Pain, sleep disturbance, and quality of life in patients with chronic kidney disease.Clin J Am Soc Nephrol. 2007 Sep; 2(5):919-25.CJ
BACKGROUND AND OBJECTIVES
Few studies have assessed sleep disturbances or perception of pain in patients with early-stage chronic kidney disease. It was hypothesized that perception of pain and sleep disturbance would increase with chronic kidney disease stage, that pain and sleep disturbance would correlate with psychosocial variables, and that there would be a higher prevalence of pain and sleep disturbances in patients with chronic kidney disease compared with general medical patients.
DESIGN, SETTING, PARTICIPANTS, & MEASUREMENTS
A total of 92 predialysis patients with chronic kidney disease and 61 general medical outpatients were evaluated using the Beck Depression Inventory, Illness Effects Questionnaire, Multidimensional Scale of Perceived Social Support, Satisfaction with Life Scale, Karnofsky Scale, Pittsburgh Sleep Questionnaire, and McGill Pain questionnaire.
With the exception of expected differences in serum creatinine, estimated GFR, Karnofsky score, albumin, and hemoglobin, there were no significant differences between groups. A total of 69% of patients with chronic kidney disease experienced pain; 55.2% had disordered sleep. Pain was associated with quality-of-life indicators, including depression, burden of illness, and life satisfaction. Disordered sleep correlated with depression, illness burden, social support, and pain frequency. There were no differences in perception of pain or sleep disturbance between patients with chronic kidney disease and control patients.
Pain is common in patients with early-stage chronic kidney disease and is associated with patients' perception of lower quality of life. The prevalence of pain, sleep disturbance, and abnormal psychologic status of patients with chronic kidney disease may be similar to outpatients with other chronic medical illnesses.

Required action 1
Answer these questions using the abstract on pain and sleep in chronic kidney disease:
(a) How many general medical outpatients were evaluated?
(b) What percentage of patients with chronic kidney disease experienced pain?
(c) Which factors did disordered sleep correlate with?
Required action 2
Rewrite as a bulleted list the paragraph of the abstract above that begins "With the exception of expected differences", keeping its main findings.
Required action 3
From the abstract, list every scale or questionnaire used to evaluate the participants.

Dataset content
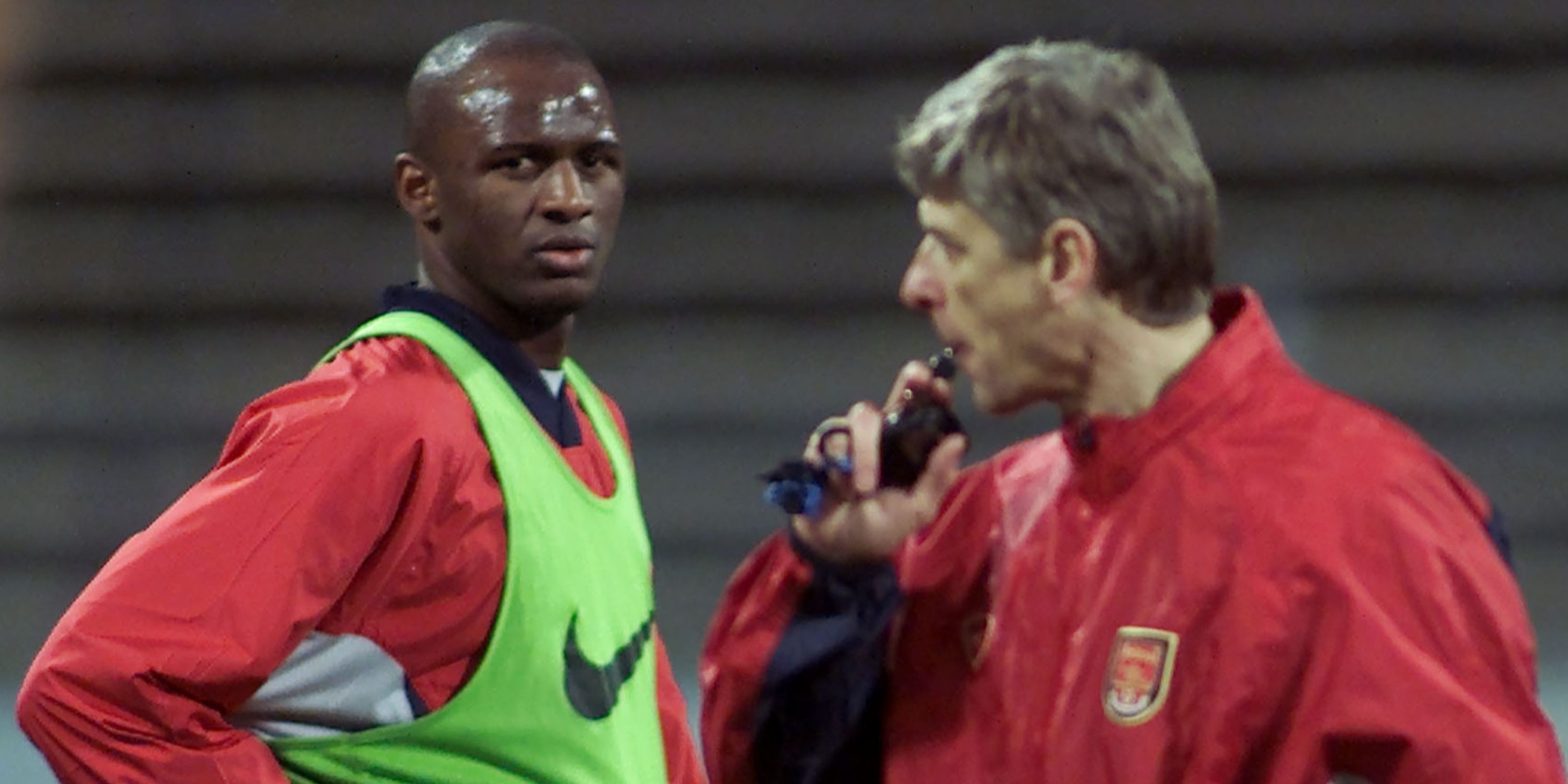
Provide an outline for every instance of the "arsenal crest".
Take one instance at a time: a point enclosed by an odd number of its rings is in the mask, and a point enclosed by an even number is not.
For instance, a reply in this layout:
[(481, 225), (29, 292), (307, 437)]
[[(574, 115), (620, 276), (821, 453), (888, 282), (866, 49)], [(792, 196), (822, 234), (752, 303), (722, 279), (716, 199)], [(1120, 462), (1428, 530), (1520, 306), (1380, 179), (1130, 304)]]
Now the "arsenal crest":
[(1110, 643), (1105, 666), (1105, 717), (1123, 726), (1142, 724), (1160, 710), (1176, 668), (1176, 632), (1123, 626)]

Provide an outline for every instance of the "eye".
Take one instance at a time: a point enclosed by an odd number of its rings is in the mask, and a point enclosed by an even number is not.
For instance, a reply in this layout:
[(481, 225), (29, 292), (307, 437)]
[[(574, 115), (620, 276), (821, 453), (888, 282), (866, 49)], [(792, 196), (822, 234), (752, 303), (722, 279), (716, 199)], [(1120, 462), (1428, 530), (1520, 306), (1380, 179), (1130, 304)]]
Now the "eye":
[(508, 152), (491, 160), (491, 169), (503, 171), (513, 176), (535, 176), (543, 171), (546, 162), (536, 154), (528, 151)]
[(619, 169), (621, 154), (612, 147), (588, 147), (577, 155), (577, 163), (590, 171)]

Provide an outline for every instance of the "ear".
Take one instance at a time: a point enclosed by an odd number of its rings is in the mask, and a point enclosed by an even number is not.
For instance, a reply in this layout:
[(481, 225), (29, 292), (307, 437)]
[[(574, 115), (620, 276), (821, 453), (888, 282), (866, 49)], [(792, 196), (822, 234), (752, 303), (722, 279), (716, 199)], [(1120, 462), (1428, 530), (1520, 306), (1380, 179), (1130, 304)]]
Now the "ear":
[(1057, 218), (1040, 237), (1040, 276), (1052, 296), (1065, 303), (1094, 287), (1099, 243), (1076, 218)]
[(433, 226), (441, 221), (441, 210), (436, 199), (436, 177), (430, 168), (412, 154), (400, 152), (394, 162), (394, 188), (403, 212), (409, 213), (420, 226)]

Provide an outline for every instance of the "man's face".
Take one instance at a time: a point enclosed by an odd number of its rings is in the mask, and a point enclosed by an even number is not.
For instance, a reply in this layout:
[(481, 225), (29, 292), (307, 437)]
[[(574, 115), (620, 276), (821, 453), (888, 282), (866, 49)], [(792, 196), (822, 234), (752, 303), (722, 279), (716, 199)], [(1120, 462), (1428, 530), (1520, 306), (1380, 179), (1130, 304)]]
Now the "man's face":
[(593, 296), (621, 220), (621, 141), (586, 63), (480, 58), (458, 77), (426, 162), (448, 292), (480, 314), (550, 325)]
[(1011, 414), (1077, 386), (1073, 320), (1051, 303), (1049, 259), (1010, 254), (963, 201), (922, 198), (919, 218), (925, 235), (898, 296), (953, 350), (980, 409)]

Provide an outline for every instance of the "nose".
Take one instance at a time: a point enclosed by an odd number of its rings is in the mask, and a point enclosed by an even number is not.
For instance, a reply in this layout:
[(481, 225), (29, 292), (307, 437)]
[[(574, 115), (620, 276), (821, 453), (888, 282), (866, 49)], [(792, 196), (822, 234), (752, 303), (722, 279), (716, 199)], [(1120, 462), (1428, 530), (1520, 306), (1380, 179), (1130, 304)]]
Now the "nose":
[(898, 281), (898, 301), (911, 310), (928, 312), (942, 301), (942, 282), (931, 268), (930, 240), (920, 241), (909, 259), (909, 268)]
[(555, 223), (575, 223), (593, 212), (593, 194), (572, 162), (557, 162), (544, 174), (538, 209)]

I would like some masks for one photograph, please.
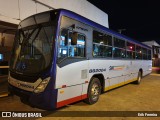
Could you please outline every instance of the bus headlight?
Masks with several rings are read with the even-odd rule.
[[[44,79],[38,86],[37,88],[34,90],[34,93],[40,93],[43,92],[46,88],[46,86],[48,85],[50,80],[50,77]]]

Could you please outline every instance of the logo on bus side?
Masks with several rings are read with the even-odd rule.
[[[110,66],[109,70],[123,70],[125,68],[124,65],[121,66]]]
[[[106,71],[106,68],[105,69],[90,69],[89,70],[89,73],[96,73],[96,72],[105,72]]]

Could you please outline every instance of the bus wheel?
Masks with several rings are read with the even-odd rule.
[[[93,77],[88,88],[87,99],[84,100],[87,104],[94,104],[98,101],[101,94],[101,83],[98,78]]]
[[[138,72],[137,81],[135,81],[135,83],[136,83],[136,84],[140,84],[141,79],[142,79],[142,72],[141,72],[141,71],[139,71],[139,72]]]

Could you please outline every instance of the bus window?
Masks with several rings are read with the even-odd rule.
[[[125,48],[125,41],[114,37],[114,47]]]
[[[60,44],[58,50],[58,58],[63,59],[66,57],[85,57],[85,36],[76,33],[77,40],[72,43],[75,32],[63,29],[60,36]]]
[[[143,57],[143,60],[147,60],[147,49],[146,48],[142,48],[142,57]]]
[[[126,50],[113,48],[113,57],[114,58],[126,58]]]
[[[127,59],[135,59],[135,52],[127,51],[126,58]]]
[[[126,49],[131,50],[131,51],[135,51],[135,44],[127,42]]]
[[[152,58],[151,58],[151,50],[148,50],[148,60],[152,60]]]
[[[112,57],[112,36],[93,31],[93,57]]]
[[[142,47],[136,45],[136,59],[142,59]]]

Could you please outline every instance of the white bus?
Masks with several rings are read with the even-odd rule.
[[[18,27],[9,90],[29,105],[55,109],[151,73],[151,48],[74,12],[33,15]]]

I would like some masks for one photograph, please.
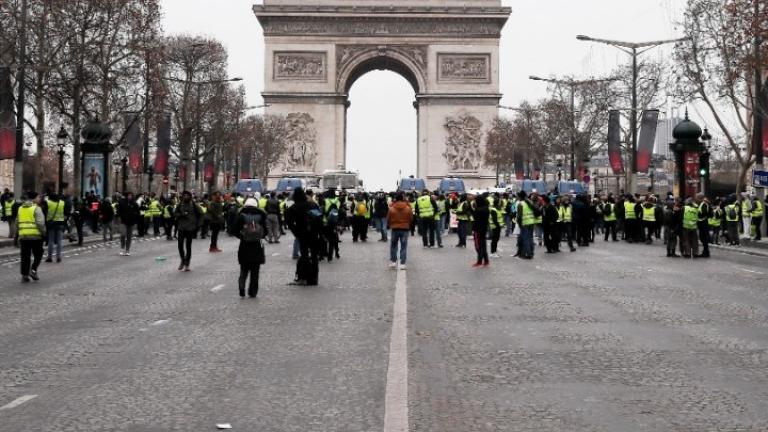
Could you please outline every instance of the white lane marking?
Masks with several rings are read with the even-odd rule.
[[[755,270],[749,270],[749,269],[739,269],[739,270],[741,270],[741,271],[745,271],[745,272],[748,272],[748,273],[755,273],[755,274],[765,274],[765,273],[761,273],[761,272],[759,272],[759,271],[755,271]]]
[[[384,432],[408,432],[408,280],[397,272],[392,335],[389,341]]]
[[[20,397],[20,398],[16,399],[15,401],[13,401],[13,402],[9,403],[8,405],[6,405],[6,406],[4,406],[4,407],[0,407],[0,411],[2,411],[2,410],[7,410],[7,409],[12,409],[12,408],[16,408],[17,406],[19,406],[19,405],[21,405],[21,404],[23,404],[23,403],[25,403],[25,402],[29,402],[29,401],[31,401],[32,399],[36,398],[36,397],[37,397],[37,395],[26,395],[26,396],[22,396],[22,397]]]

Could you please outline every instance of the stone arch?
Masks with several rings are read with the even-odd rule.
[[[423,47],[339,46],[336,49],[336,92],[339,94],[348,95],[358,78],[374,70],[395,72],[411,84],[416,94],[427,92],[426,49]]]

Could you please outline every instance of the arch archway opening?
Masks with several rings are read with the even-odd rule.
[[[394,190],[399,177],[416,175],[418,86],[412,78],[398,70],[365,70],[349,80],[345,162],[368,190]]]

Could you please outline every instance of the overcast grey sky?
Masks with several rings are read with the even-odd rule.
[[[311,0],[305,0],[310,3]],[[577,34],[628,41],[680,35],[684,0],[504,0],[512,16],[501,39],[502,104],[546,96],[529,75],[602,76],[629,56]],[[215,37],[229,49],[230,75],[245,78],[251,104],[262,103],[263,37],[253,0],[163,0],[168,33]],[[647,54],[669,57],[669,48]],[[371,72],[350,93],[347,166],[360,170],[368,188],[391,189],[399,171],[416,167],[416,113],[410,85],[392,72]]]

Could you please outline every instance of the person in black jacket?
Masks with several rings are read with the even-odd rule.
[[[474,222],[472,231],[475,236],[475,251],[477,251],[477,262],[472,267],[488,267],[488,221],[490,210],[488,209],[488,199],[485,196],[479,196],[475,199]]]
[[[544,229],[544,246],[547,248],[547,253],[560,252],[560,230],[557,223],[559,213],[557,207],[552,204],[548,196],[544,195],[542,199],[544,200],[544,209],[541,224]]]
[[[120,256],[131,256],[133,227],[139,221],[139,205],[133,199],[133,192],[126,192],[125,198],[117,204],[117,218],[120,221]]]
[[[319,273],[319,236],[322,234],[322,211],[309,201],[303,188],[293,191],[293,205],[285,212],[288,228],[299,242],[300,257],[296,262],[296,279],[290,285],[317,285]],[[310,211],[320,214],[320,227],[310,219]]]
[[[231,225],[230,233],[240,239],[237,249],[237,262],[240,264],[238,290],[240,297],[245,297],[245,282],[250,274],[248,297],[256,297],[259,293],[259,270],[265,263],[262,240],[267,232],[267,214],[259,208],[259,202],[253,198],[245,201],[243,210],[237,216],[237,221]],[[259,234],[260,233],[260,234]]]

Exercise output 1
(a) 61
(b) 69%
(c) Depression, illness burden, social support, and pain frequency

Exercise output 2
- Apart from expected differences in serum creatinine, estimated GFR, Karnofsky score, albumin, and hemoglobin, the groups did not differ significantly.
- 69% of patients with chronic kidney disease had pain, and 55.2% had disordered sleep.
- Pain was linked to depression, burden of illness, and life satisfaction.
- Disordered sleep correlated with depression, illness burden, social support, and pain frequency.
- Patients with chronic kidney disease and control patients did not differ in perception of pain or sleep disturbance.

Exercise output 3
- Beck Depression Inventory
- Illness Effects Questionnaire
- Multidimensional Scale of Perceived Social Support
- Satisfaction with Life Scale
- Karnofsky Scale
- Pittsburgh Sleep Questionnaire
- McGill Pain questionnaire